Available data
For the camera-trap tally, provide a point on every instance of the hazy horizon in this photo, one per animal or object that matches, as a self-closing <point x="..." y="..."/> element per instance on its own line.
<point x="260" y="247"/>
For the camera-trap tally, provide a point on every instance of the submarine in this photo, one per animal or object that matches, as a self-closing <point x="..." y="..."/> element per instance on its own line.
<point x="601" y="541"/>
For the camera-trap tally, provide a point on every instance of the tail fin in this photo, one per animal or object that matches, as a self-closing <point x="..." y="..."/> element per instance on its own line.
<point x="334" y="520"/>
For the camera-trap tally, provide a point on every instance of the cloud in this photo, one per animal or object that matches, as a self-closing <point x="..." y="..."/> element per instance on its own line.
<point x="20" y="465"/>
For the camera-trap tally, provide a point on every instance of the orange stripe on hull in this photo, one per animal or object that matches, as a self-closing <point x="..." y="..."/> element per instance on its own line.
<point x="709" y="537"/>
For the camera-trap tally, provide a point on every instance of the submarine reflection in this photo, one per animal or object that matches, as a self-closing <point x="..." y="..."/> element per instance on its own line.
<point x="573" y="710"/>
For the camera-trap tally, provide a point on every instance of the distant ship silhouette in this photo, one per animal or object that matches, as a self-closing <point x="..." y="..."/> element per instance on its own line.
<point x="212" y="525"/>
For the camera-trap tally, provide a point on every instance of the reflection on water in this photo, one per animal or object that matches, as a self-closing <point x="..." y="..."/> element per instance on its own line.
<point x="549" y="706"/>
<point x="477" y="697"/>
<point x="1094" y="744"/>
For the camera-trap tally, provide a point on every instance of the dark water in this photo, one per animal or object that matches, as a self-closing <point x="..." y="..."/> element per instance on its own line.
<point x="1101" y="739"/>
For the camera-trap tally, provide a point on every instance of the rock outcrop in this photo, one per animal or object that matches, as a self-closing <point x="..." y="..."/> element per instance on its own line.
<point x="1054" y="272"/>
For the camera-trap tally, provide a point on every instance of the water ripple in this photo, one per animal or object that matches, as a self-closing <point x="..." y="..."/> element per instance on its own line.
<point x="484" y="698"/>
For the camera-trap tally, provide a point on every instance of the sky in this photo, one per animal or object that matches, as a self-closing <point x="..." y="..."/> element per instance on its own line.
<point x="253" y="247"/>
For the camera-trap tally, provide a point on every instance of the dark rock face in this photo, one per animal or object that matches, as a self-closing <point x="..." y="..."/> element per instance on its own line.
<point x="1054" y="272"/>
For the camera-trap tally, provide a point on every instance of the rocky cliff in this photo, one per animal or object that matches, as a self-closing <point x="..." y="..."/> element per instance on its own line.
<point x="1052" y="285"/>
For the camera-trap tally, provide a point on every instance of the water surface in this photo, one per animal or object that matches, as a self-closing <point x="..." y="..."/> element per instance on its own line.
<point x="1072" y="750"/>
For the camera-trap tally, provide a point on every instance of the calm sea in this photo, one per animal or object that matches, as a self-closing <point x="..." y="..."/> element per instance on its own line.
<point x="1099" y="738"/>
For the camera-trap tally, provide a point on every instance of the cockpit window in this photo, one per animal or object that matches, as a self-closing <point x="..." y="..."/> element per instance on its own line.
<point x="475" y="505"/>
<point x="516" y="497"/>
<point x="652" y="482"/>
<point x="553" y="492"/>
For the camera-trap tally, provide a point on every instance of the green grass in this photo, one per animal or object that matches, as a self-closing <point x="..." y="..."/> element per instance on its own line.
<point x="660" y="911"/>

Stated task
Could you give again exactly the lines from the line containing "the dark rock" through the final line of the data above, and no others?

Task solution
For the camera-trap tally, provide a point on every instance of the dark rock face in this photo, one per animal or object that matches, as a self-closing <point x="..." y="..."/> element per instance on its own line.
<point x="1054" y="272"/>
For the camera-trap tally, provide a point on every instance of the rocky cliff in this photo, one per animal or object that matches, as a self-closing <point x="..." y="..."/> element per instance on its own line.
<point x="1052" y="285"/>
For the camera-trap tally, provide a point on every instance of the water surface in this photo, one per animal or object that matches, as a self-closing <point x="..." y="..."/> element per instance on its own line.
<point x="1072" y="750"/>
For the camera-trap tally, provide a point on every instance of the calm sea in this photo, one per animal or object that matches, as a self-closing <point x="..." y="..."/> element per instance on its own line.
<point x="1099" y="738"/>
For the camera-trap tally, provide a point on every instance of the cockpit window in this photo, one per animal or object that matches, as a self-closing <point x="..." y="..."/> element per instance on its own line.
<point x="475" y="505"/>
<point x="516" y="497"/>
<point x="652" y="482"/>
<point x="553" y="492"/>
For the camera-trap tally, provide a point on every instance of the green grass in this photo, one per animal or object that matches, as a self-closing <point x="..." y="..."/> element per instance on its own line.
<point x="660" y="911"/>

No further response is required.